WORK INSTRUCTION A: Say whether each statement agrees with the billing-code discussion, answering yes or no and quoting the words that decide it: (i) the person who optimized billing codes earned a salary quite low compared to other doctors in executive roles; (ii) a software programmer would need two years of billing code training to do the job; (iii) big profile cases should go to worker 1.
WORK INSTRUCTION B: Write what comes next in the billing-code discussion, picking up after its final sentence.

TEXT SEGMENT:
Someone I knew, would optimize the billing codes so that she could "write-off" non-covered items, and maximize patient care. Her salary was still quite low compared to other doctors in executive roles.
There is no reason that a licensed doctor is required to do what you describe. A software programmer with a one-year billing code training can do it. Doctors are rate limited by med schools, but that only applies to patient care, not support functions like billing.
There is no reason at all - no one is "requiring" doctors to do anything at all. However, the invisible hand of the market do provides incentives for doctors willing to do that job!
The reason is the difference in financial gain if for some reason (domain knowledge) a doctor can perform the same job more efficiently - which is usually the case in medical coding, where a doctor usually know better which complications are linked with which diseases, and which procedures must have been performed and thus, if they don't appear, have usually been done but for some reason the coding didn't happen.
That's just 2 quick examples - a physician can "dig" in the file for supporting evidence to back the claim. Some are quite good at it, and with the numbers at hand, tiny differences in productivity make huge financial gains.
Say that worker 1, anyone with good training, can make 2x returns, while worker 2, a doctor, can make 2.2x returns.
Depending on the volume, you hire both and give the common files to worker 1, and big profile cases to worker 2.
Each worker is usually paid at the marginal value of labor.

STORED DATA:

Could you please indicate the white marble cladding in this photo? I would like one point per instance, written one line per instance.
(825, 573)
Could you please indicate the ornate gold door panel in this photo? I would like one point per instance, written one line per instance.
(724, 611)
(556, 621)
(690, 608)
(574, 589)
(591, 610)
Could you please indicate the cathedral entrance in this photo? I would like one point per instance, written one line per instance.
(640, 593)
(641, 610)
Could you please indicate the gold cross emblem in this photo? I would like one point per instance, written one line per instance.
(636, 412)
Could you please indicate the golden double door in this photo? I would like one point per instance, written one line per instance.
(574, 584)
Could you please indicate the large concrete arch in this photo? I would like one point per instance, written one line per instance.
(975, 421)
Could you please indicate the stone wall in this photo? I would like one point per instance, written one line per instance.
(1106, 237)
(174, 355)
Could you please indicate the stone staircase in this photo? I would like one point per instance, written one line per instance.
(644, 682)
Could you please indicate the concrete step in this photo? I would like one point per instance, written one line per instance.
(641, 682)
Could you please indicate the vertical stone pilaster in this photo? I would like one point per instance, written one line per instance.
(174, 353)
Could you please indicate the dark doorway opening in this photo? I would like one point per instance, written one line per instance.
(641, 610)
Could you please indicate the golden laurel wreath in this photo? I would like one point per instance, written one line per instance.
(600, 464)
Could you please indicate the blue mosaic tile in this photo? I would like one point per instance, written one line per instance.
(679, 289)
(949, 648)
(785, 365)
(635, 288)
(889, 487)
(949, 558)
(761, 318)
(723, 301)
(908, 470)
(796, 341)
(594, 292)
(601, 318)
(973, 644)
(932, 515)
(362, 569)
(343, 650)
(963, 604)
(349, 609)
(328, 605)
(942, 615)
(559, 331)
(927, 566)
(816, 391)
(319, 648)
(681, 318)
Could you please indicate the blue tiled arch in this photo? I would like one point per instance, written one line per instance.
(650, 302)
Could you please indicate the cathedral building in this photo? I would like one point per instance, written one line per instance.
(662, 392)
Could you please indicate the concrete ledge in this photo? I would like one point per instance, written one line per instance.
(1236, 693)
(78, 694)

WRITTEN RESPONSE A:
(i) Yes: "Her salary was still quite low compared to other doctors in executive roles."
(ii) No: "A software programmer with a one-year billing code training can do it."
(iii) No: "give the common files to worker 1, and big profile cases to worker 2."

WRITTEN RESPONSE B:
When the marginal value of billing improvements become greater than the marginal value of clinical care, labor do arbitrage and moves to the higher paying sector - in this case, doctors are going for clinical practice to billing.
Someone with basic training - or even algorithm - can be efficient, and provide a first line of coding. But domain knowledge still rules and brings in big bucks.
Trust me - my job is to bill patients/insurance as much as we are legally allowed to, using any mean necessary, in a way that will stand in court if challenged.
We're long past data-mining for potential missing codes - we now run simulations to isolate which coding is the most probable and the most lucrative, and divert the file to the right person according to the potential financial gains. Any loophole in the coding rules is exploited big time !
A quick example - several years ago there was no consequence if you "forgot" codes, however simulations figured out in 10% of the case this resulted in greater gains.
Consequently, after a matching legal advice, codes were forgotten 10% of the time - of course, the right times, until forgetting code was disincentivized thought legal changes.
Vigorous coding is just as legal as paying as little taxes as allowed by the tax code. People are paid to make sure everything done strictly follows the letter of the law, with every t crossed and every i dotted.
OTOH, fraud is easy to catch - if the case repartition suddenly changes, or of there are some mistakes, something must be happening.
But the present incentives are for making rock solid, court-proof claim cases.
It induces all kind of interesting changes- like making sure 5 different health professionals all considered the patient was in end-of-life to qualify for a more lucrative palliative care.
As long as there are the 5 signatures on the paper (and in a 2nd line of defence, proof they saw the patient - like signatures, agendas, etc) it's as good as printing money.
One would have to be really really dumb or overtly greedy to engage in fraud.
And absolutely nowhere in the article does it talk about how the cost of preventing fraud by single practitioners is the similar to the cost of investigating a single hospital. [1]
Trying to administer a national system to individual providers leaves gaping holes which crooks drive dump trucks through to load up on 'free' taxpayer dollars. So fix that problem and payments can get normalized.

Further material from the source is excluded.